**Texto apresentado:**
A água era tão clara
que dava para ler um livro.
A água era tão tranquila
que se podia boiar sem medo.
Me deito nela como me deito no divã2.
Me deito nela como
a odalisca vermelha de Matisse.
Sendo a água a flor estranha,
é preciso imaginar uma mulher
sem toga nem lenço
num sofá cavado como um túmulo3.

As paredes daquela gruta
tinham todos os tons de azul
e tu disseste "Ó! Teus olhos
são da cor do mar. Ó! Teus olhos
são da cor do céu". E meu olhos
se fecharam em
repentina vergonha4.




The Nude Swim

On the southwest side of Capri
we found a little unknown grotto
where no people were and we
entered it completely
and let our bodies lose all
their loneliness.

All the fish in us
had escaped for a minute.
The real fish did not mind.
We did not disturb their personal life.
We calmly trailed over them
and under them, shedding
air bubbles, little white
balloons that drifted up
into the sun by the boat
where the Italian boatman slept
with his hat over his face.

Water so clear you could
read a book through it.
Water so buoyant you could
float on your elbow.
I lay on it as on a divan.
I lay on it just like
Matisse's Red Odalisque.
Water was my strange flower,
one must picture a woman
without a toga or a scarf
on a couch as deep as a tomb.

The walls of that grotto
were everycolor blue and
you said, 'Look! Your eyes
are seacolor. Look! Your eyes
are skycolor.' And my eyes
shut down as if they were
suddenly ashamed.

**Dados de origem:**
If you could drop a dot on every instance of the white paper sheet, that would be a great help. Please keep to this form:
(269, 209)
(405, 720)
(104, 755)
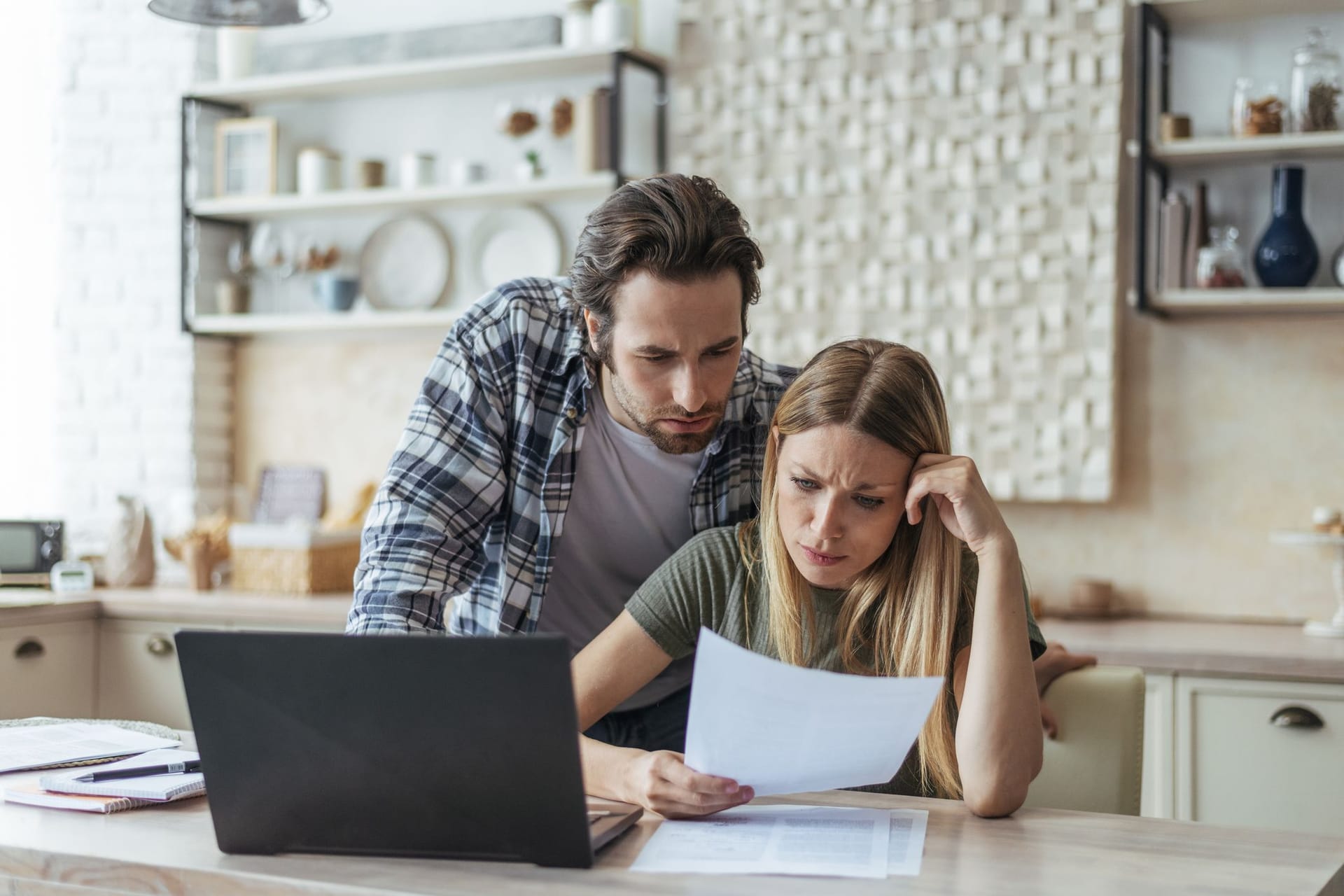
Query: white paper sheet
(773, 840)
(38, 746)
(905, 848)
(783, 729)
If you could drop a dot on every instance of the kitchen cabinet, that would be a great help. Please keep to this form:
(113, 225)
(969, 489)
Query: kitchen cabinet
(137, 672)
(1264, 754)
(48, 669)
(1159, 745)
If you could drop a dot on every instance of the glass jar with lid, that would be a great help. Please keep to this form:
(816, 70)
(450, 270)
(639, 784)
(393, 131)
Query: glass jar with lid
(1222, 264)
(1257, 109)
(1315, 92)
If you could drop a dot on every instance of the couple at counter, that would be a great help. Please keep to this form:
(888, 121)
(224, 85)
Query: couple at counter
(601, 458)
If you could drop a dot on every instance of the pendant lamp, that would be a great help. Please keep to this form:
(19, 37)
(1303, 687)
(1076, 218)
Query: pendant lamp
(254, 14)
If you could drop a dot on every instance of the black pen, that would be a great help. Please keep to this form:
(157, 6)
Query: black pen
(144, 771)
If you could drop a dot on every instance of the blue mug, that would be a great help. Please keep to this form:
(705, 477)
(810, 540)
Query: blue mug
(336, 293)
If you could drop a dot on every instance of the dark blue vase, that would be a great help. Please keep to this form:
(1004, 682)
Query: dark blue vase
(1287, 253)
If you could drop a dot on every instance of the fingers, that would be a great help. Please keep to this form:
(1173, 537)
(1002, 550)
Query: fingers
(676, 792)
(937, 475)
(678, 773)
(1078, 662)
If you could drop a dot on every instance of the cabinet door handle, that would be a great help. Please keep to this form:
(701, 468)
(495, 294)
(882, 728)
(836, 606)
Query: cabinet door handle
(1296, 718)
(29, 649)
(159, 645)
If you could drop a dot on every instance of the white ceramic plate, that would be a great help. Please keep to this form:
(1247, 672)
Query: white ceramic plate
(515, 242)
(406, 264)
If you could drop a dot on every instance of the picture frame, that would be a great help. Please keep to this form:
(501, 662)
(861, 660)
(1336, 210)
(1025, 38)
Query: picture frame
(246, 156)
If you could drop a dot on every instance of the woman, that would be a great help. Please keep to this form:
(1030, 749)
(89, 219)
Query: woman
(846, 568)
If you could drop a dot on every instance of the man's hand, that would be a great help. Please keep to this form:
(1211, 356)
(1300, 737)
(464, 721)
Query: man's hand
(662, 782)
(1050, 665)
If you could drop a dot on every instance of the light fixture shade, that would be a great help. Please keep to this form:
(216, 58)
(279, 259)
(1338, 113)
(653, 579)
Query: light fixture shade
(257, 14)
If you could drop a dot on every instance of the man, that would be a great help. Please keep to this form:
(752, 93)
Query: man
(573, 434)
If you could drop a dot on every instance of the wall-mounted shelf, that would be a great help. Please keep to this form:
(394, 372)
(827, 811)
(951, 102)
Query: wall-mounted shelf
(388, 199)
(230, 218)
(358, 321)
(1149, 76)
(1246, 301)
(1183, 13)
(1206, 150)
(421, 74)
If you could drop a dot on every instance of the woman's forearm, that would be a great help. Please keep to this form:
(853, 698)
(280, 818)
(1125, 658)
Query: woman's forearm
(999, 741)
(606, 769)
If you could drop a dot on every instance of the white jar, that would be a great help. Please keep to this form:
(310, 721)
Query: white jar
(417, 169)
(613, 24)
(235, 52)
(319, 169)
(464, 172)
(577, 31)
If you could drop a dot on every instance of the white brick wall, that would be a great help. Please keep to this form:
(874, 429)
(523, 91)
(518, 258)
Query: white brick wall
(143, 410)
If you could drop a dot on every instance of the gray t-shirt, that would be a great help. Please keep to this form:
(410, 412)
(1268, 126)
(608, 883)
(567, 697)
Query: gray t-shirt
(707, 583)
(631, 511)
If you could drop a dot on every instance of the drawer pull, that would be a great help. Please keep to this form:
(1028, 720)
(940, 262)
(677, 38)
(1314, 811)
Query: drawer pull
(29, 648)
(1296, 718)
(159, 645)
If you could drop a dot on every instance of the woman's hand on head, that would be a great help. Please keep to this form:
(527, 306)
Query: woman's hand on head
(961, 500)
(662, 782)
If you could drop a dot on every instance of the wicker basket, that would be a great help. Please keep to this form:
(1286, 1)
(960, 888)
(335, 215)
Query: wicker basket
(289, 561)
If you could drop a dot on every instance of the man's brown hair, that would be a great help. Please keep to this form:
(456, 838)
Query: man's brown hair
(678, 229)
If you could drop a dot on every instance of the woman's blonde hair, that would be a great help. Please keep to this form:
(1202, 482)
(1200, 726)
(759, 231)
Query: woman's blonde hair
(899, 617)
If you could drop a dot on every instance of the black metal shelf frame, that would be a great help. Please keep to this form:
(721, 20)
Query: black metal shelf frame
(620, 59)
(1152, 29)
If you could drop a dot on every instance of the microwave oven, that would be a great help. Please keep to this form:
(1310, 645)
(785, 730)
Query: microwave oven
(29, 548)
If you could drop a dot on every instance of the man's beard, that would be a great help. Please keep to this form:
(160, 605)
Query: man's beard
(645, 418)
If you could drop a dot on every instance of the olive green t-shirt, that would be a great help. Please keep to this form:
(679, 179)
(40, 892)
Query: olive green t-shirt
(706, 583)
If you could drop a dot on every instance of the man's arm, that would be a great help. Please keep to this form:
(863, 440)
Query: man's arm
(422, 540)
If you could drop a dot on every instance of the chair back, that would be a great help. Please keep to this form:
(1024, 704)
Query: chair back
(1096, 763)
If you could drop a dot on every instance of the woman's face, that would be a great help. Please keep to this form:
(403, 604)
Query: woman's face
(840, 498)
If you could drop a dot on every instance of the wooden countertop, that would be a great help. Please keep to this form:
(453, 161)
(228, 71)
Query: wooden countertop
(171, 849)
(31, 606)
(1237, 649)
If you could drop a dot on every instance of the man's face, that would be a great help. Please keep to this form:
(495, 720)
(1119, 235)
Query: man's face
(673, 354)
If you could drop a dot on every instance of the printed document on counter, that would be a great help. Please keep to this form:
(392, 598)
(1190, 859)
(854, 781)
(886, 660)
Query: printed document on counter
(773, 840)
(783, 729)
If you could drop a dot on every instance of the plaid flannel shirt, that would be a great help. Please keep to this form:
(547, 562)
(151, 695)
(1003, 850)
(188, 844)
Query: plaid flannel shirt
(475, 498)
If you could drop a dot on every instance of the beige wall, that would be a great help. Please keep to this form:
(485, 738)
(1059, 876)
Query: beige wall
(336, 405)
(1228, 429)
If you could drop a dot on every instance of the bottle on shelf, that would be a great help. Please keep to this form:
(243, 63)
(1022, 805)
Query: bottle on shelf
(1175, 216)
(1196, 232)
(1315, 88)
(1287, 254)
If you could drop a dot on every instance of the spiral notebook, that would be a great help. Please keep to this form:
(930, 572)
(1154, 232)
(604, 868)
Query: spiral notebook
(34, 796)
(152, 788)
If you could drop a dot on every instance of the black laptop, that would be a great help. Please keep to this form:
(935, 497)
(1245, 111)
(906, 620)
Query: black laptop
(393, 746)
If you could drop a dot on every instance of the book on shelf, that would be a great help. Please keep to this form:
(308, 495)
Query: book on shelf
(593, 132)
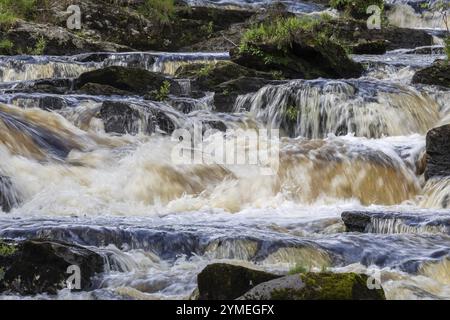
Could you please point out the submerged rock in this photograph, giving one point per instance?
(9, 196)
(306, 57)
(225, 282)
(370, 47)
(226, 79)
(387, 222)
(437, 74)
(124, 118)
(356, 221)
(38, 266)
(438, 152)
(132, 80)
(316, 286)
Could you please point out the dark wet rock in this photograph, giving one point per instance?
(9, 197)
(226, 93)
(316, 286)
(38, 266)
(133, 80)
(356, 221)
(349, 32)
(55, 86)
(396, 222)
(427, 50)
(437, 74)
(226, 79)
(370, 47)
(305, 57)
(438, 152)
(124, 118)
(226, 282)
(205, 76)
(101, 90)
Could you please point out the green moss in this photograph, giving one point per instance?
(11, 10)
(279, 32)
(356, 8)
(447, 47)
(291, 113)
(39, 47)
(7, 249)
(6, 46)
(163, 92)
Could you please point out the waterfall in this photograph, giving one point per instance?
(313, 109)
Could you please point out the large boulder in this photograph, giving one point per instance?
(316, 286)
(225, 282)
(306, 56)
(436, 74)
(350, 32)
(438, 152)
(226, 93)
(132, 80)
(38, 266)
(226, 79)
(124, 118)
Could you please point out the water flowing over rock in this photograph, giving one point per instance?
(9, 196)
(39, 266)
(227, 282)
(314, 109)
(437, 74)
(396, 222)
(133, 80)
(438, 152)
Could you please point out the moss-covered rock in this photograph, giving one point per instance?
(294, 48)
(125, 118)
(131, 80)
(437, 74)
(226, 79)
(316, 286)
(224, 281)
(37, 266)
(370, 47)
(356, 8)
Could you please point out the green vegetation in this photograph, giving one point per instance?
(39, 48)
(163, 92)
(7, 249)
(161, 11)
(11, 10)
(208, 29)
(298, 269)
(291, 113)
(356, 8)
(279, 33)
(447, 47)
(6, 46)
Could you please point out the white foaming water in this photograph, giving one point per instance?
(368, 108)
(77, 183)
(404, 16)
(25, 68)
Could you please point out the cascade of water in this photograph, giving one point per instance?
(316, 108)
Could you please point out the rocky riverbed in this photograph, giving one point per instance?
(357, 208)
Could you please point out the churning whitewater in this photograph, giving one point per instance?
(345, 145)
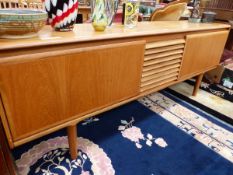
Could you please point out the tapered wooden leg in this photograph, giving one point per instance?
(197, 84)
(72, 139)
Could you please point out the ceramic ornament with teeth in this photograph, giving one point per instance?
(62, 13)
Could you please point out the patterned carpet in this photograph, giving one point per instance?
(161, 134)
(215, 89)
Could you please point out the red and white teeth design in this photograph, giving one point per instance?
(66, 16)
(48, 4)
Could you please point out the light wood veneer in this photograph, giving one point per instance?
(57, 79)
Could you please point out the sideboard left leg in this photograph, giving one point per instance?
(72, 139)
(197, 84)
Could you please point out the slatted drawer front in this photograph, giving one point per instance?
(162, 63)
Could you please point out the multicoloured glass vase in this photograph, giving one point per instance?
(62, 13)
(99, 17)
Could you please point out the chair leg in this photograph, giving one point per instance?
(72, 139)
(197, 84)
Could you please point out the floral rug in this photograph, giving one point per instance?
(158, 135)
(215, 89)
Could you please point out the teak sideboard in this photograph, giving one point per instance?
(57, 79)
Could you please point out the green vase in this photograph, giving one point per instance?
(99, 17)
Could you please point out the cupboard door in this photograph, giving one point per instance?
(202, 51)
(47, 89)
(103, 76)
(33, 94)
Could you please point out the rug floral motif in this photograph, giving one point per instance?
(158, 135)
(213, 136)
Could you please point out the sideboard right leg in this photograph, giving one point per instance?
(72, 139)
(197, 84)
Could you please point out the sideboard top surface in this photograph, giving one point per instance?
(85, 32)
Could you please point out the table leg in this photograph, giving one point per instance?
(72, 139)
(197, 84)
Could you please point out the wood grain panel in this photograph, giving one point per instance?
(202, 51)
(43, 93)
(104, 76)
(33, 94)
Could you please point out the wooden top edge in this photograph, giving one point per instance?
(86, 33)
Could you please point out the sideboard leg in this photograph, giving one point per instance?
(197, 84)
(72, 139)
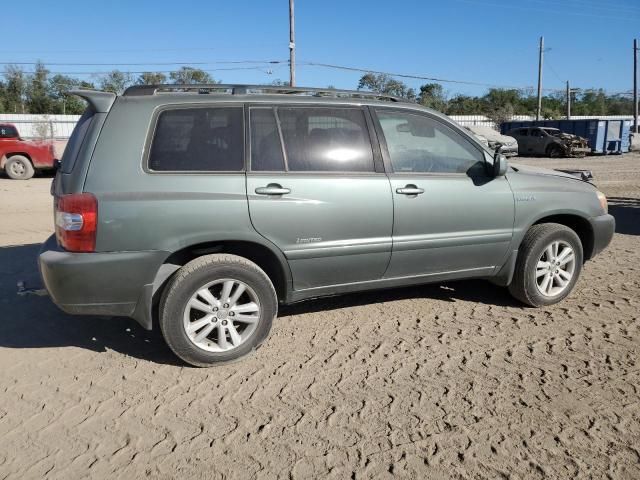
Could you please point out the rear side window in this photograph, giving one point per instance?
(198, 139)
(266, 149)
(74, 144)
(8, 131)
(326, 139)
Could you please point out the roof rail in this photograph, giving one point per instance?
(233, 89)
(100, 101)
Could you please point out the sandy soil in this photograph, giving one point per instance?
(444, 381)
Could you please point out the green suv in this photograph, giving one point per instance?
(207, 206)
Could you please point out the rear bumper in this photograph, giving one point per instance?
(110, 283)
(603, 228)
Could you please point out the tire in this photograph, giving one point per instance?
(19, 167)
(533, 268)
(555, 151)
(222, 333)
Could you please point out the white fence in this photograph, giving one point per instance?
(41, 126)
(61, 126)
(470, 120)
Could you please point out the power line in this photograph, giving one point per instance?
(140, 64)
(418, 77)
(553, 10)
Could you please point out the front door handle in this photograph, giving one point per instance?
(272, 189)
(410, 190)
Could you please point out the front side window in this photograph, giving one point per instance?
(326, 139)
(420, 144)
(198, 139)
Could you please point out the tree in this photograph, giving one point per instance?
(151, 78)
(59, 87)
(190, 76)
(38, 99)
(15, 89)
(384, 84)
(432, 95)
(115, 81)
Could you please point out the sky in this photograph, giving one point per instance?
(483, 42)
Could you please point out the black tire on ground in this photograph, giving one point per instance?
(524, 285)
(555, 151)
(192, 277)
(19, 167)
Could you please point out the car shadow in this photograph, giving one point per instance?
(627, 214)
(35, 322)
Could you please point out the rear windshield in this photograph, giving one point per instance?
(75, 141)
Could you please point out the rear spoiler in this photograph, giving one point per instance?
(584, 175)
(100, 101)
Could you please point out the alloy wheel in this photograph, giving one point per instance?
(221, 315)
(555, 268)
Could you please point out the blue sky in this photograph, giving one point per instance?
(484, 41)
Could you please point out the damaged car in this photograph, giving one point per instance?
(549, 142)
(493, 139)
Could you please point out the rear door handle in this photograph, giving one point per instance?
(272, 189)
(410, 190)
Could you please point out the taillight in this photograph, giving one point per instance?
(76, 218)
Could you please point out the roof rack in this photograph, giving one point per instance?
(206, 88)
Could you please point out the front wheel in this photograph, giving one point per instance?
(217, 308)
(19, 167)
(548, 265)
(555, 151)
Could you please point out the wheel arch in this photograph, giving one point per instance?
(578, 224)
(267, 257)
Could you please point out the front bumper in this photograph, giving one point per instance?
(109, 283)
(603, 228)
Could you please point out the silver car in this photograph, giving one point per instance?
(205, 207)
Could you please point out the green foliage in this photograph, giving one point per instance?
(151, 78)
(116, 81)
(39, 92)
(38, 99)
(190, 76)
(385, 84)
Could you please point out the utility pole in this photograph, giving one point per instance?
(568, 101)
(635, 85)
(292, 46)
(540, 59)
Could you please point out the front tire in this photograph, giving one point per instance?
(217, 308)
(548, 265)
(19, 167)
(555, 151)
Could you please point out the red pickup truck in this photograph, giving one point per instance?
(20, 158)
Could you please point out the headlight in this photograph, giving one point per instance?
(603, 201)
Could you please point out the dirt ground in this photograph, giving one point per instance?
(444, 381)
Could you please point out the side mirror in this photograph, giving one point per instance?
(500, 165)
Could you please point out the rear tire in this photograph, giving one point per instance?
(19, 167)
(544, 275)
(217, 308)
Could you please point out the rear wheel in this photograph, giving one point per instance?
(19, 167)
(217, 308)
(548, 266)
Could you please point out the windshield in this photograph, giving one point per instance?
(75, 141)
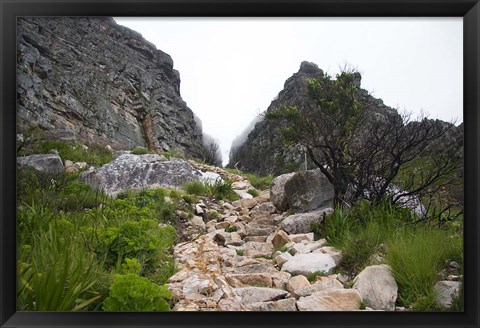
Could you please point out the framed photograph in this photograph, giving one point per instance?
(195, 181)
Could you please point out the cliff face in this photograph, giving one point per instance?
(93, 80)
(263, 150)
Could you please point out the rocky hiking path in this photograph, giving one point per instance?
(253, 254)
(245, 260)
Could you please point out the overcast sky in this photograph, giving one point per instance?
(232, 68)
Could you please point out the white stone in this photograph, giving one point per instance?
(307, 264)
(260, 294)
(302, 223)
(296, 283)
(446, 292)
(377, 286)
(282, 258)
(331, 300)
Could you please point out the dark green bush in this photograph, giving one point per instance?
(131, 292)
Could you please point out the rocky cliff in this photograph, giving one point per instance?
(89, 79)
(262, 151)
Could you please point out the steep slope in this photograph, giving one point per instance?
(263, 151)
(88, 78)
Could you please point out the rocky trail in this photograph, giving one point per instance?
(256, 253)
(245, 260)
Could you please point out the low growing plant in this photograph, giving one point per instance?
(130, 292)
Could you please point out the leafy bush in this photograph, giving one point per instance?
(131, 292)
(253, 192)
(54, 271)
(141, 239)
(139, 150)
(417, 255)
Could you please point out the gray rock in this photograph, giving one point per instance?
(306, 264)
(260, 294)
(90, 79)
(377, 286)
(140, 172)
(43, 163)
(307, 191)
(277, 191)
(296, 283)
(302, 222)
(331, 300)
(280, 305)
(446, 292)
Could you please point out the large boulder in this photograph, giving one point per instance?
(308, 190)
(43, 163)
(277, 191)
(302, 223)
(306, 264)
(140, 172)
(260, 294)
(377, 286)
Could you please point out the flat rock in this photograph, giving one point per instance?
(43, 163)
(280, 305)
(249, 279)
(302, 223)
(308, 190)
(331, 300)
(280, 239)
(297, 282)
(306, 264)
(377, 286)
(446, 291)
(260, 294)
(140, 172)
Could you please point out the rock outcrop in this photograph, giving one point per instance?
(89, 79)
(140, 172)
(263, 150)
(43, 163)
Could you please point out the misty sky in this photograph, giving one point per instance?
(232, 68)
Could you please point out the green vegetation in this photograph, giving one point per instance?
(416, 251)
(258, 182)
(78, 249)
(313, 276)
(220, 189)
(253, 192)
(130, 292)
(416, 256)
(231, 229)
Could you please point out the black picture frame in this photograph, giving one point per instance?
(468, 9)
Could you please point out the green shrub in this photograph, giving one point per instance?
(416, 256)
(54, 271)
(139, 150)
(253, 192)
(131, 266)
(213, 214)
(313, 276)
(141, 239)
(131, 292)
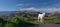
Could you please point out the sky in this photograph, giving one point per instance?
(37, 5)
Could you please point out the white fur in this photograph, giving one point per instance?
(40, 17)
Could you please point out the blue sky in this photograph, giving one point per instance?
(29, 5)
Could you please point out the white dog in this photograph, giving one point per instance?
(40, 17)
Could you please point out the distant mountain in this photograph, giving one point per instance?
(5, 13)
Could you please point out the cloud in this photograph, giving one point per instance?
(19, 4)
(41, 9)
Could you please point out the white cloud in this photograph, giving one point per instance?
(42, 9)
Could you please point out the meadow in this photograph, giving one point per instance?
(23, 21)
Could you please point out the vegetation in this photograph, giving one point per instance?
(20, 20)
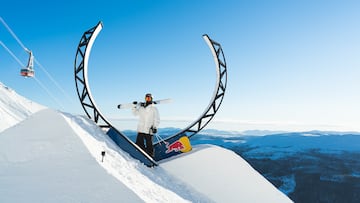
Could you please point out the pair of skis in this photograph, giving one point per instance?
(136, 103)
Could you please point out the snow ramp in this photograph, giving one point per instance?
(43, 160)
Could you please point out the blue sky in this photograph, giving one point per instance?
(289, 62)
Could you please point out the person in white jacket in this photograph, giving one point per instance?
(149, 121)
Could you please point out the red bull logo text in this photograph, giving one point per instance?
(175, 146)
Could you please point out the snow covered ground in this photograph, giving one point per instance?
(52, 156)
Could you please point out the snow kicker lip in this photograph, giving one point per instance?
(90, 108)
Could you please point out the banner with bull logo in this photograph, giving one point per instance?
(171, 147)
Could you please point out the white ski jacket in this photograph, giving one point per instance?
(148, 117)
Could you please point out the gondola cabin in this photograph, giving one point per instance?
(28, 71)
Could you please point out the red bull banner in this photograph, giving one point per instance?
(172, 147)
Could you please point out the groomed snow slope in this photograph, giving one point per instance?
(14, 108)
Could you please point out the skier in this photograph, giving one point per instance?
(149, 121)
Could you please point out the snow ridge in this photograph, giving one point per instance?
(14, 108)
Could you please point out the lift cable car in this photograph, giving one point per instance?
(28, 71)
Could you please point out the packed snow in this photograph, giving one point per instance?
(51, 156)
(14, 108)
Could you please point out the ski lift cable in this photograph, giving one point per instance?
(53, 80)
(37, 80)
(36, 61)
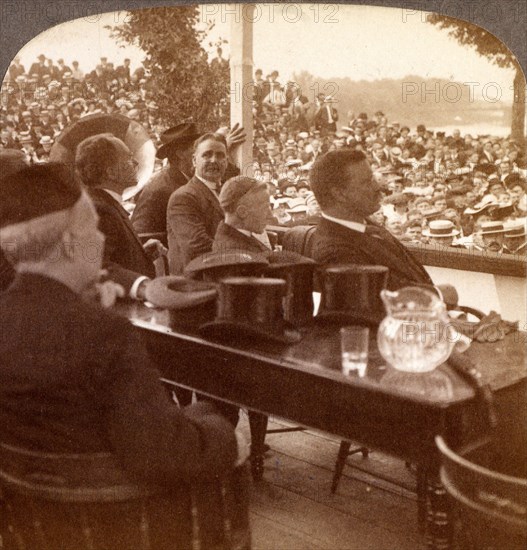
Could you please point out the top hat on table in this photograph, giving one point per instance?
(351, 294)
(181, 135)
(297, 271)
(213, 266)
(251, 308)
(190, 303)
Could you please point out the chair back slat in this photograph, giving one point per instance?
(86, 502)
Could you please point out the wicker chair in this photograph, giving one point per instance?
(491, 506)
(84, 502)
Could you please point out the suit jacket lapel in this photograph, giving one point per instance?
(251, 241)
(206, 193)
(110, 201)
(381, 251)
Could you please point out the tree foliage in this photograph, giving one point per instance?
(184, 84)
(491, 47)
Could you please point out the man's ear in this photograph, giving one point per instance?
(336, 193)
(112, 172)
(241, 211)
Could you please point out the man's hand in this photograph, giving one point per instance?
(235, 137)
(155, 249)
(105, 293)
(140, 293)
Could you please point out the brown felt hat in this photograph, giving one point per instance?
(180, 136)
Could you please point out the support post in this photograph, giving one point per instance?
(241, 65)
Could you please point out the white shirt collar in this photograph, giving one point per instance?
(354, 226)
(262, 237)
(115, 195)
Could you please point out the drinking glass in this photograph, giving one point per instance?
(354, 342)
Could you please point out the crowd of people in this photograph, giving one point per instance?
(455, 190)
(40, 101)
(80, 381)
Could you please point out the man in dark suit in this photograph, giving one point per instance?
(11, 161)
(245, 202)
(150, 213)
(80, 380)
(194, 212)
(327, 116)
(106, 167)
(348, 194)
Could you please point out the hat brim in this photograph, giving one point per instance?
(235, 330)
(175, 292)
(350, 317)
(164, 150)
(495, 232)
(238, 259)
(454, 233)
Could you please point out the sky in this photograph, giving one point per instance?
(359, 42)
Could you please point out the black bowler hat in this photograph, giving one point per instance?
(250, 308)
(181, 135)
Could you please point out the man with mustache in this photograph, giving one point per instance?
(348, 195)
(194, 211)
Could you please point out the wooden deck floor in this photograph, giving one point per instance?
(293, 508)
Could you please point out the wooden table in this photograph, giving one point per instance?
(395, 412)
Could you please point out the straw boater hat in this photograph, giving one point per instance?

**O que se pede:**
No poema, de que tons eram as paredes da gruta?

**Resolução do exercício:**
As paredes da gruta tinham todos os tons de azul.